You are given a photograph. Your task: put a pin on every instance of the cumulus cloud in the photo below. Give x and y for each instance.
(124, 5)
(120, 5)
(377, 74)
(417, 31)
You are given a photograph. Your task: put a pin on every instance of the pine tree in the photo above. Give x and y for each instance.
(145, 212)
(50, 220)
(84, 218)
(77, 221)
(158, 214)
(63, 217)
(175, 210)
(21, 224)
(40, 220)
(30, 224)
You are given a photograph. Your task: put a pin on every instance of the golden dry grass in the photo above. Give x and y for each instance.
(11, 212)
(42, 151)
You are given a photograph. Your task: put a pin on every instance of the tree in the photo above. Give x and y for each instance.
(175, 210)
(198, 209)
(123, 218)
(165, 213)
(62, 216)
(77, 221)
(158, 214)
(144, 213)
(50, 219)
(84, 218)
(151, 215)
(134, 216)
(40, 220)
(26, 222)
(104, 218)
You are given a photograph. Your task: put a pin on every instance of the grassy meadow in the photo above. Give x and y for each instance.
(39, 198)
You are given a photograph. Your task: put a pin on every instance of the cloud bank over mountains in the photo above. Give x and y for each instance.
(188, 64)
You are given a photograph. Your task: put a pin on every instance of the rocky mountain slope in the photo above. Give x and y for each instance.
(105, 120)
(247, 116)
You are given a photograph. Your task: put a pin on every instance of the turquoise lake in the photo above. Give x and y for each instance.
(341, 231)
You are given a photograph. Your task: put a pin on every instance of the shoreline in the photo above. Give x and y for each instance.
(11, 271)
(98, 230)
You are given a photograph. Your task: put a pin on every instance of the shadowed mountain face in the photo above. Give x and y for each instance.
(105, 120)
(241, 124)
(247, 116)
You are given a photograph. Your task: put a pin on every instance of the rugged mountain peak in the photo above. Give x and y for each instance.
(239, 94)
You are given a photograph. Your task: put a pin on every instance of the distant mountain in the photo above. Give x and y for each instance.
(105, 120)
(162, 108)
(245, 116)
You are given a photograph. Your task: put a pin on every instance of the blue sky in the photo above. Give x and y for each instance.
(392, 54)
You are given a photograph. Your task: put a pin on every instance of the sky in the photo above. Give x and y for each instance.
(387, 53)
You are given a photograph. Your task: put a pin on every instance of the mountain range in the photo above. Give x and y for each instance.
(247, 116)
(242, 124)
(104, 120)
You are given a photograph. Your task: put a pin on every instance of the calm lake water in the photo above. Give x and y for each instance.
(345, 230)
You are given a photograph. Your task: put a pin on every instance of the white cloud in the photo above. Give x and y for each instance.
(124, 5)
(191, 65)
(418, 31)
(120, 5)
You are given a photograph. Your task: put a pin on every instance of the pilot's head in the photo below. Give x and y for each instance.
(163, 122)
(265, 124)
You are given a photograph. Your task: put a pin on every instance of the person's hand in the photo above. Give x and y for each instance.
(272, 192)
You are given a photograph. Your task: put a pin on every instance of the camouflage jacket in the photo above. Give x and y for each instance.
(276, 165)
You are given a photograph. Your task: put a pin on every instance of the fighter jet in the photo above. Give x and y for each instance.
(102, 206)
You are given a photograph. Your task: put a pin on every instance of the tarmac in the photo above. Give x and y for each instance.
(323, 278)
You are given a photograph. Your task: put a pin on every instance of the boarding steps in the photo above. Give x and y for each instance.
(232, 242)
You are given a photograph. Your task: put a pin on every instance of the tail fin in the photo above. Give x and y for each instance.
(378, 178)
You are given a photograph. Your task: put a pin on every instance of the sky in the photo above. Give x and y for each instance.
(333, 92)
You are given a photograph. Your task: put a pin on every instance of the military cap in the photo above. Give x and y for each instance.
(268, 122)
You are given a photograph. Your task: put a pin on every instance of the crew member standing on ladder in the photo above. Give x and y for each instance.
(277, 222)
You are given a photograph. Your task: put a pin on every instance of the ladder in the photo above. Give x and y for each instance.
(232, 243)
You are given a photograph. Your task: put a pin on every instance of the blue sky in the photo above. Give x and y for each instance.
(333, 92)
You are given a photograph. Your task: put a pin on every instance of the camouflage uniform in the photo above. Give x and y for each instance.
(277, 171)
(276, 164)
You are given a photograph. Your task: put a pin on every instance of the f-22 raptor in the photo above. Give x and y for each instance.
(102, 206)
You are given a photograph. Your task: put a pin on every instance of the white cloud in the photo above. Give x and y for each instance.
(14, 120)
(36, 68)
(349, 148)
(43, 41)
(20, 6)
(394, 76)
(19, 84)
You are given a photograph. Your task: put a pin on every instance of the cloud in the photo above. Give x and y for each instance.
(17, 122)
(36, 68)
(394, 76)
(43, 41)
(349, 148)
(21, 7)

_ _ _ _ _ _ _

• [Your task]: Copy out word for word the rows above, starting at the line that contains "the cloud in" and continuing through the last row.

• [Worked solution]:
You are given a photograph. Your task: put a pin on every instance of the cloud in the photo above. Give x and y for each instance.
(17, 122)
(36, 68)
(394, 76)
(43, 41)
(349, 148)
(21, 7)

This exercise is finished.